- Thursday, July 28, 2011

Q. My husband and I are high-ranking military officers and will be retiring within the next five years. We have a $500,000 mortgage on our property and are about to apply for a refinance.

It occurred to us that this property certainly will be our retirement home and wondered whether it would make sense to pay down our loan by $100,000 or $200,000.

We have the savings to reduce the mortgage debt, and because the stock market is not doing very well, we think it might be a good place to put our money. Do you agree?



A. Paying down mortgage debt is always admirable and never a necessarily bad decision - but it also may not be the best decision. I don’t know enough about your situation to make any specific recommendation, but I can give you some things to think about.

Consider the following:

Recognize that taking money and putting it into the equity of your home is a long-term investment. The only way you can retrieve that money - besides selling the house - is to take out another mortgage. Therefore, the return on investment of the money you plow into the house is equal to the mortgage interest rate that you normally would have to pay had you not put the money in the house.

════

= Written problem 1 =
Which dollar amounts appear in the mortgage column?
= Written problem 2 =
Continue the mortgage column from where it stops.
The records that follow are separate material and are not part of the mortgage column.

════

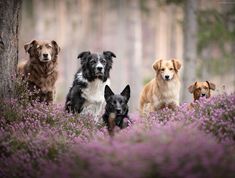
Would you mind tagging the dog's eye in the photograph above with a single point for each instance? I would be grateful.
(102, 61)
(93, 62)
(49, 46)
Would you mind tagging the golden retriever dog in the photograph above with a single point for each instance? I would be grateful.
(164, 90)
(201, 89)
(40, 71)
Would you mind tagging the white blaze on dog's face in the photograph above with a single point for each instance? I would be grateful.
(167, 68)
(43, 50)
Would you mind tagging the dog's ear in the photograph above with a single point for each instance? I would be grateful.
(211, 85)
(192, 87)
(157, 65)
(84, 54)
(56, 46)
(126, 92)
(109, 54)
(107, 92)
(28, 46)
(176, 64)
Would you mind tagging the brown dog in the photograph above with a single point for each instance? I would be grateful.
(40, 70)
(201, 89)
(164, 89)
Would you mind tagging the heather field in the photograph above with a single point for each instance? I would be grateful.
(44, 141)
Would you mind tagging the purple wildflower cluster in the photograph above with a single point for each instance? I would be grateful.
(37, 140)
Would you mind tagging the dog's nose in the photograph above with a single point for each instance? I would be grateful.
(119, 110)
(99, 68)
(167, 76)
(45, 55)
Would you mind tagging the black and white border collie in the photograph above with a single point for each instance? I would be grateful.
(86, 96)
(116, 109)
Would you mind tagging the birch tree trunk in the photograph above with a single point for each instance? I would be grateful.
(134, 52)
(9, 27)
(190, 47)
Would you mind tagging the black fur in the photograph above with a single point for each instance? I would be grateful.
(87, 73)
(117, 105)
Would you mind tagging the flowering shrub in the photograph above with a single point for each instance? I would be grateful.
(43, 141)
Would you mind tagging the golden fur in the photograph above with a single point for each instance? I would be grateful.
(159, 92)
(201, 89)
(40, 70)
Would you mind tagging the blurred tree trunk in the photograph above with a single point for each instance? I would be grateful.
(190, 47)
(134, 52)
(9, 27)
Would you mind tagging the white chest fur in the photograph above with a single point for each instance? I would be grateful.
(168, 93)
(94, 95)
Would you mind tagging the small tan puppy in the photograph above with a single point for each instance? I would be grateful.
(40, 71)
(201, 89)
(164, 89)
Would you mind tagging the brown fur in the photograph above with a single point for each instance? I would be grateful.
(159, 93)
(201, 88)
(40, 75)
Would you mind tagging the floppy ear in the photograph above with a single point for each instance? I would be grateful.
(84, 54)
(28, 46)
(109, 54)
(191, 87)
(157, 65)
(211, 85)
(176, 64)
(107, 92)
(126, 92)
(57, 48)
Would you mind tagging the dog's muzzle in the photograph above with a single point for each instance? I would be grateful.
(99, 71)
(167, 77)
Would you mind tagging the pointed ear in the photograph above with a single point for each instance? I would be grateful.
(56, 46)
(211, 85)
(157, 65)
(192, 87)
(176, 64)
(107, 92)
(28, 46)
(109, 54)
(126, 92)
(84, 54)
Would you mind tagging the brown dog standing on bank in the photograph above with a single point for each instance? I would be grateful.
(164, 89)
(40, 71)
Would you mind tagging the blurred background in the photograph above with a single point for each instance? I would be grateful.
(138, 32)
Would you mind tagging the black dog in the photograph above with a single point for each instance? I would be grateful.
(116, 109)
(87, 92)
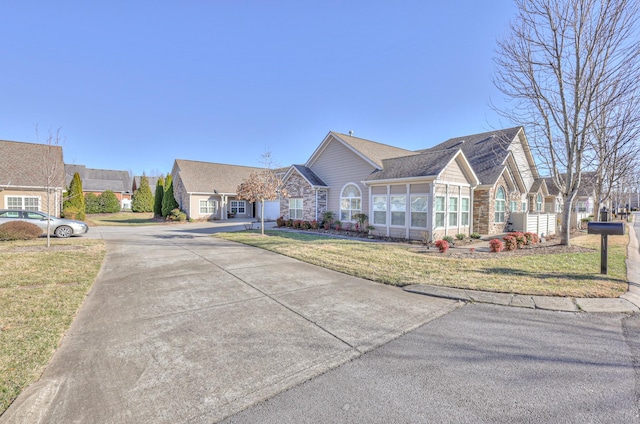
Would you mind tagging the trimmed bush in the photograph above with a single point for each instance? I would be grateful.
(442, 245)
(19, 230)
(510, 242)
(177, 215)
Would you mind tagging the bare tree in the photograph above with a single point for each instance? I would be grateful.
(563, 64)
(262, 186)
(52, 170)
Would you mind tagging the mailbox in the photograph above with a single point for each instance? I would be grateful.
(606, 228)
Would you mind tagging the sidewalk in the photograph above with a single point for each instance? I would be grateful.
(627, 303)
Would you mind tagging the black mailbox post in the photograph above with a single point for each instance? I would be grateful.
(605, 229)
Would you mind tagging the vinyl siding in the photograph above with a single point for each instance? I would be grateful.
(338, 166)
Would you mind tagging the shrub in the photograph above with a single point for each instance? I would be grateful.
(495, 245)
(109, 202)
(92, 203)
(177, 215)
(510, 242)
(19, 230)
(442, 245)
(532, 238)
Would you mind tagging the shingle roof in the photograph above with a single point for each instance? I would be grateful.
(372, 150)
(419, 165)
(486, 152)
(99, 179)
(310, 176)
(205, 177)
(25, 164)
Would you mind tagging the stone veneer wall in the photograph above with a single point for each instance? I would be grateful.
(298, 187)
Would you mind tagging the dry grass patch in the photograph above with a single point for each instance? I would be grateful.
(563, 274)
(41, 289)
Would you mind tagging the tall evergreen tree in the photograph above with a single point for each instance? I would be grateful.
(74, 202)
(142, 197)
(157, 200)
(168, 201)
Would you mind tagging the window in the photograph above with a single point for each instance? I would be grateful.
(439, 211)
(29, 203)
(500, 205)
(295, 208)
(380, 210)
(419, 211)
(209, 206)
(453, 211)
(464, 212)
(350, 202)
(238, 206)
(398, 210)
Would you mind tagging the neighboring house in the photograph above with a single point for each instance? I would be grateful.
(31, 177)
(153, 181)
(472, 183)
(97, 181)
(206, 190)
(404, 193)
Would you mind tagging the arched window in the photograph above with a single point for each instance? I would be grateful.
(350, 202)
(500, 205)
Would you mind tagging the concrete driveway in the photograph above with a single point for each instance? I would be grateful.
(184, 327)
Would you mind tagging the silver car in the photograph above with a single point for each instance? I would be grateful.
(59, 226)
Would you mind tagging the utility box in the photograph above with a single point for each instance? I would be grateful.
(606, 228)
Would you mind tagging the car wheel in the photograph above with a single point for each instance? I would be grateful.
(63, 231)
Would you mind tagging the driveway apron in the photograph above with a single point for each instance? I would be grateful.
(184, 327)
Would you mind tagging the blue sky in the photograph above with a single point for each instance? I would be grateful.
(134, 85)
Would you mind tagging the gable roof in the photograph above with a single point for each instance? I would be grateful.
(307, 174)
(370, 151)
(486, 152)
(99, 180)
(426, 164)
(24, 164)
(208, 177)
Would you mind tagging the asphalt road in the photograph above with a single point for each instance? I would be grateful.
(480, 364)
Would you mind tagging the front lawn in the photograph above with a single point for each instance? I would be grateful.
(562, 274)
(41, 289)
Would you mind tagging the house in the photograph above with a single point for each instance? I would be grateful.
(206, 190)
(31, 176)
(466, 184)
(404, 193)
(97, 181)
(135, 184)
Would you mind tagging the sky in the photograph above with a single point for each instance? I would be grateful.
(134, 85)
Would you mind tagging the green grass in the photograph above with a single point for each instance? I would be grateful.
(569, 274)
(122, 218)
(41, 289)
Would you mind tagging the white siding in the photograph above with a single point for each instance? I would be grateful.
(337, 166)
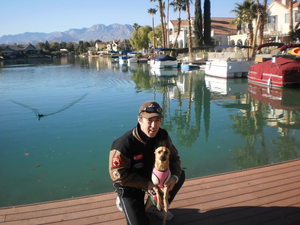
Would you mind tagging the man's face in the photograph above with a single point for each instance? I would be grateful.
(150, 126)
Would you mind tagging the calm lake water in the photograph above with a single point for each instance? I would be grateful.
(58, 120)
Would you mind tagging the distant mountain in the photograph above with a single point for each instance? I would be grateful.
(96, 32)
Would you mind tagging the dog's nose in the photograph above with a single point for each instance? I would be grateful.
(163, 158)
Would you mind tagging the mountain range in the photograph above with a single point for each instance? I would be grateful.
(96, 32)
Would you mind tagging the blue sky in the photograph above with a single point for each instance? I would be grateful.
(19, 16)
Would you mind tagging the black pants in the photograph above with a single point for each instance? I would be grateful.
(132, 201)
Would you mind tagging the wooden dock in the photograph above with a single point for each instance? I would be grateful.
(267, 195)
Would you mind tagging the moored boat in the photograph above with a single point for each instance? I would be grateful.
(280, 71)
(164, 61)
(188, 67)
(228, 64)
(162, 58)
(123, 60)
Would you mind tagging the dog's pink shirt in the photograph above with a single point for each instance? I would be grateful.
(159, 178)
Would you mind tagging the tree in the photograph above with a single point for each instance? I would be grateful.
(190, 46)
(152, 12)
(198, 23)
(262, 21)
(178, 5)
(155, 35)
(136, 26)
(139, 39)
(162, 15)
(207, 23)
(291, 17)
(245, 14)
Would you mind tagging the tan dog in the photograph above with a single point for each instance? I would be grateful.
(160, 175)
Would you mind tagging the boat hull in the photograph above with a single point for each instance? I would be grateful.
(278, 72)
(163, 64)
(227, 69)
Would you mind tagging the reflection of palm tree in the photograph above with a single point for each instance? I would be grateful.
(248, 156)
(206, 107)
(286, 147)
(41, 115)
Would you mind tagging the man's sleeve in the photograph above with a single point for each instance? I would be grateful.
(119, 170)
(175, 163)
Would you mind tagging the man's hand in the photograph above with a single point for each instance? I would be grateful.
(150, 186)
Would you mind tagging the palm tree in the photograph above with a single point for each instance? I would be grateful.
(152, 12)
(291, 17)
(245, 14)
(178, 5)
(190, 30)
(262, 22)
(161, 12)
(136, 26)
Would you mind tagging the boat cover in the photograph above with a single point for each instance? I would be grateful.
(164, 57)
(281, 66)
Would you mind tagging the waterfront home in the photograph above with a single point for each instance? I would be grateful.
(277, 26)
(113, 46)
(221, 29)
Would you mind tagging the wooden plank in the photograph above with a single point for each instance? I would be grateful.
(265, 195)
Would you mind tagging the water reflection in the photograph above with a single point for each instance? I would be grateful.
(252, 110)
(40, 115)
(217, 125)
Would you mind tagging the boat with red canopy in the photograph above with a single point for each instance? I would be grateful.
(280, 71)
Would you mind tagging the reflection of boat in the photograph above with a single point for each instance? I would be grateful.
(114, 58)
(123, 60)
(227, 64)
(187, 67)
(164, 72)
(279, 98)
(295, 51)
(224, 86)
(163, 59)
(131, 61)
(279, 71)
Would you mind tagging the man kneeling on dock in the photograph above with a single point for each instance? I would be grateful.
(131, 163)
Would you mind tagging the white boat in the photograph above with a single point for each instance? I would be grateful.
(224, 86)
(227, 64)
(227, 69)
(132, 60)
(123, 60)
(163, 61)
(188, 67)
(164, 72)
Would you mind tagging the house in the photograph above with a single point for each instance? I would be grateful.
(113, 46)
(99, 45)
(277, 23)
(221, 29)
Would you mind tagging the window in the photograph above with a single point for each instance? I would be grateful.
(287, 18)
(297, 16)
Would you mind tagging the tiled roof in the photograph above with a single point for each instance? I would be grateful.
(220, 25)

════

= Task answer 1 =
$500,000, $100,000, and $200,000

= Task answer 2 =
I see that today’s rate for a jumbo 30-year fixed-rate mortgage is hovering around 4.75 percent with no points or fees. Assuming the mortgage interest deduction won’t be abolished, the after-tax interest rate might be 33 percent lower. High-ranking military retirement income is good, as it should be. Let’s assume the after-tax rate is 3.25 percent.

So 3.25 percent is the return your money will make by dropping your mortgage balance because it’s money that you don’t have to borrow at 3.25 percent.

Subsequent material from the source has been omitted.